PAGE TEXT>
..............................
Tax RefundThe deal that lawmakers agreed to at the beginning of 2013 to help avert the dreadful fiscal cliff, helped to restore the adoption tax credit, ultimately making it permanent.

Started in 1997 and into 2009, the adoption tax credit was nonrefundable. This essentially meant that the amounts could not apply to existing current liabilities, but it was able to carry forward. In 2010 and 2011, however, this credit was refundable. In 2012 and into the future, this credit will continue to be nonrefundable and the maximum amount permitted per child is $12,650. In 2013, this amount will increase to $13,360 per child.

There are some catches with this tax credit. If combined income levels are beyond $229,710, parents are excluded from applying for this credit. In fact, this credit begins to decrease and be phased out for gross income that begins to exceed $189,710. In order for taxpayers to qualify for the credit, they must file as single, head of household, qualifying widow(er) with a dependent child or married and filing jointly. This credit is not available for those who are married but file separately.
..............................
DATA ENTRIES>
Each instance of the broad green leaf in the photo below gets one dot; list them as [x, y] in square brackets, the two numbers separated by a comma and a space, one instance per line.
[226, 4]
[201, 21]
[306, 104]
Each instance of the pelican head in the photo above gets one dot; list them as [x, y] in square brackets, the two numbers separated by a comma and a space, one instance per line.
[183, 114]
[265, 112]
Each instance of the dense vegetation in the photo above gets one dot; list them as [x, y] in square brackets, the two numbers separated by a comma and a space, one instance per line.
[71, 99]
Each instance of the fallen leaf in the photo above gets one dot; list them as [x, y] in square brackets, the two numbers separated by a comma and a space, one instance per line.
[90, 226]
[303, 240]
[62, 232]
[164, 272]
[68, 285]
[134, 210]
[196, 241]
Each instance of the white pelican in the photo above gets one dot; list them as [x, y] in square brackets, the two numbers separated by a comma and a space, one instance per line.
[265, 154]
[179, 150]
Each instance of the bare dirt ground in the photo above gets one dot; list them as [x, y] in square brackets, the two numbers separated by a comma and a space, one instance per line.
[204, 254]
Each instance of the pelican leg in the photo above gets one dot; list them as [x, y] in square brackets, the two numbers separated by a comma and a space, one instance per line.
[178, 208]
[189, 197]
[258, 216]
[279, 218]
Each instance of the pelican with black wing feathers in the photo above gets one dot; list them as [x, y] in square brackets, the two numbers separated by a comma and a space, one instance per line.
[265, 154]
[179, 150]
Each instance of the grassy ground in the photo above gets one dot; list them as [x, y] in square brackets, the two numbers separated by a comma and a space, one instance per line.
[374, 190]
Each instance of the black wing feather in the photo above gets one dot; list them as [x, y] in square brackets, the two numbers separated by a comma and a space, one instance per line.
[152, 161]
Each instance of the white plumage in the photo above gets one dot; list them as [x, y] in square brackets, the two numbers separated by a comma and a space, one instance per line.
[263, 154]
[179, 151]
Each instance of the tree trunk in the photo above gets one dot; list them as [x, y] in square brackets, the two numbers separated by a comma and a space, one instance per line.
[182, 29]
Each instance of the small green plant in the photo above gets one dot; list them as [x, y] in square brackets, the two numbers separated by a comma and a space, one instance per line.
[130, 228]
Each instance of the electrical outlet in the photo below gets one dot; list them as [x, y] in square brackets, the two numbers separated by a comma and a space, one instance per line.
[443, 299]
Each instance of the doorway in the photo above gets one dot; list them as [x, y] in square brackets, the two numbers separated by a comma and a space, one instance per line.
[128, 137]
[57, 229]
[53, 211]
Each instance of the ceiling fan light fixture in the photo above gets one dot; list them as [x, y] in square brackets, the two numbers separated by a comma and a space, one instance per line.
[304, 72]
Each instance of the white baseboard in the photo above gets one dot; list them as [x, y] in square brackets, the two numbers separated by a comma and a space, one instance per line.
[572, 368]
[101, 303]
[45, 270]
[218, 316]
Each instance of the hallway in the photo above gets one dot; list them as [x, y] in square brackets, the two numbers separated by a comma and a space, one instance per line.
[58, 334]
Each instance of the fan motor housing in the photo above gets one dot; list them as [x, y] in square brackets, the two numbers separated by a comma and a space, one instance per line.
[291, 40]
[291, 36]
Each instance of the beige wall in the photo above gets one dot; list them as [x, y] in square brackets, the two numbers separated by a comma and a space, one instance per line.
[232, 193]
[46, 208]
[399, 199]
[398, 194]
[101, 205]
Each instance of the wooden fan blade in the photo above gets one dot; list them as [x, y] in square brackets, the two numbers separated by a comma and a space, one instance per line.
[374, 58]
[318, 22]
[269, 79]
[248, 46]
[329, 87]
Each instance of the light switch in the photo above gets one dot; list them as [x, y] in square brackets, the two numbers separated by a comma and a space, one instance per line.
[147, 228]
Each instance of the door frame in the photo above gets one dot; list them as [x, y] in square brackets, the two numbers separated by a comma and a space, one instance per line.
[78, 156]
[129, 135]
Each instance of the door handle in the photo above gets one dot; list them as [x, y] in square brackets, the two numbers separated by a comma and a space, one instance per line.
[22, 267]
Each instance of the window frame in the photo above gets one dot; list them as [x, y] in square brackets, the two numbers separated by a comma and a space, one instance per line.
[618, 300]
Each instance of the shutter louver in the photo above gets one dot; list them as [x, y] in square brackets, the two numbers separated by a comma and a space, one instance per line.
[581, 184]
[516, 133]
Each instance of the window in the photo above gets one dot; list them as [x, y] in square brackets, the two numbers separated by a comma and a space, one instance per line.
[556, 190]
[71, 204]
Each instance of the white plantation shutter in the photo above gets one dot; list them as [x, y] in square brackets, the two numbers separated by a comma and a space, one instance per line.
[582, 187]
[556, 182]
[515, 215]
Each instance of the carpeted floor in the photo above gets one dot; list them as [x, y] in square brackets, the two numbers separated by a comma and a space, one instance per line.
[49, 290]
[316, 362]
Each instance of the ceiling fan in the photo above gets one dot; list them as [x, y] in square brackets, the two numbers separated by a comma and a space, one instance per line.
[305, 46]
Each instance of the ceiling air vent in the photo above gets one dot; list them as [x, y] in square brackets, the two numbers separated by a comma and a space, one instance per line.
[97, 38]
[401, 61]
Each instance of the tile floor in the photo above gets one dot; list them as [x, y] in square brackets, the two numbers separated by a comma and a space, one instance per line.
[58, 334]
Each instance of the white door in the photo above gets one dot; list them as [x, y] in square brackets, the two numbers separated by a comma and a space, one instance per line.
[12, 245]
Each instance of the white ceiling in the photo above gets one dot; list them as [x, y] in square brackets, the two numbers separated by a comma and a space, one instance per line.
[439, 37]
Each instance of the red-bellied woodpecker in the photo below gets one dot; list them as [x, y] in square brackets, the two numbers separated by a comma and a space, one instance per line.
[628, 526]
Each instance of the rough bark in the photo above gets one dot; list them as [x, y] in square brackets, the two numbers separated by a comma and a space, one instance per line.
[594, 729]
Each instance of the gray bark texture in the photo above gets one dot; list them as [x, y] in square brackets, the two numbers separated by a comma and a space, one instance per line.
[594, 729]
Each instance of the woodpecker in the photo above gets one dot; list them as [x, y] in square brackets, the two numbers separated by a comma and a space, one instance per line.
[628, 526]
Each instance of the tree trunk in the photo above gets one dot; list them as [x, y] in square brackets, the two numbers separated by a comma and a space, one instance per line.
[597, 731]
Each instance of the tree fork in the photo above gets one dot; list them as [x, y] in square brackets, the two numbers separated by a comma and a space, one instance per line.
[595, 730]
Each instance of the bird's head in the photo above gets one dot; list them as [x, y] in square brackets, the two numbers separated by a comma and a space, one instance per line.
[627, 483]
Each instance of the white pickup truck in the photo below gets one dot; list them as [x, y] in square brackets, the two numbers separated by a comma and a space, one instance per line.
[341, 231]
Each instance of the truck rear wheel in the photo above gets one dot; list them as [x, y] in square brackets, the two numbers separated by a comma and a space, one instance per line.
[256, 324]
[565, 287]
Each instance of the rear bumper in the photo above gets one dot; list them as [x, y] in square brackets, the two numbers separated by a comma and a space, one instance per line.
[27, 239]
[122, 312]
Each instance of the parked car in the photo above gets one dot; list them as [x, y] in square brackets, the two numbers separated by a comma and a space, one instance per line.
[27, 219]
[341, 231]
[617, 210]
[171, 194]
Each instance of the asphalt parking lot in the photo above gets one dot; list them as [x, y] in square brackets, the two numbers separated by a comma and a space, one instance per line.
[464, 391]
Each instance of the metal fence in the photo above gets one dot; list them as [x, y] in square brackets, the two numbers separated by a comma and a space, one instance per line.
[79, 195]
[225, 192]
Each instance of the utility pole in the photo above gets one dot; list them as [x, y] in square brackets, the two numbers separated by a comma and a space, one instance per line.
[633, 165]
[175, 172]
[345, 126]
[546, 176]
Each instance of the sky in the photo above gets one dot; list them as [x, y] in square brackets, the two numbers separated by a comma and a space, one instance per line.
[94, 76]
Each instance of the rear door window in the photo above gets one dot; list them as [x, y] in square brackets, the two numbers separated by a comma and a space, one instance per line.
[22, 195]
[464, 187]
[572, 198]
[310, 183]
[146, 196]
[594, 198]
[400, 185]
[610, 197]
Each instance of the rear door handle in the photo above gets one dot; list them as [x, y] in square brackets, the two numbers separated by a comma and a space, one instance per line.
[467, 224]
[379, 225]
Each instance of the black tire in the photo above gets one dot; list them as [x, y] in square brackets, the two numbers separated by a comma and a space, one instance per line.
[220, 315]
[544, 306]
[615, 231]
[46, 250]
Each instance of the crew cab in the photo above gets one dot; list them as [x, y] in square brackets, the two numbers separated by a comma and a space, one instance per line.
..............................
WORK TO COMPLETE>
#1 Repeat the part of the adoption tax credit text that opens with the words containing "Started in 1997" and closes with "to $13,360 per child.".
#2 Write the next part of the adoption tax credit text, beginning after its last sentence.

RESULTS FOR EACH TASK>
#1
Started in 1997 and into 2009, the adoption tax credit was nonrefundable. This essentially meant that the amounts could not apply to existing current liabilities, but it was able to carry forward. In 2010 and 2011, however, this credit was refundable. In 2012 and into the future, this credit will continue to be nonrefundable and the maximum amount permitted per child is $12,650. In 2013, this amount will increase to $13,360 per child.

#2
The expenses that may be deducted include necessary and ordinary expenses, such as meals, travel, attorney fees, court costs, adoption fees, re-adoption fees, etc. The IRS will not permit reimbursed fees to be claimed, which includes local agencies, state or federal, surrogate arrangement fees, adoption of a spouse’s child or gifts, which is customary for some foreign adoptions.

The adoption credit is tricky. The exclusion is available, as is the tax credit. The adoption exclusion permits parents to deduct actual expenses from their gross income, helping to reduce their taxable income. The credit itself reduces taxpayers’ liability. However, both options are subject to the dollar and income limitations and restrictions, as imposed by the IRS.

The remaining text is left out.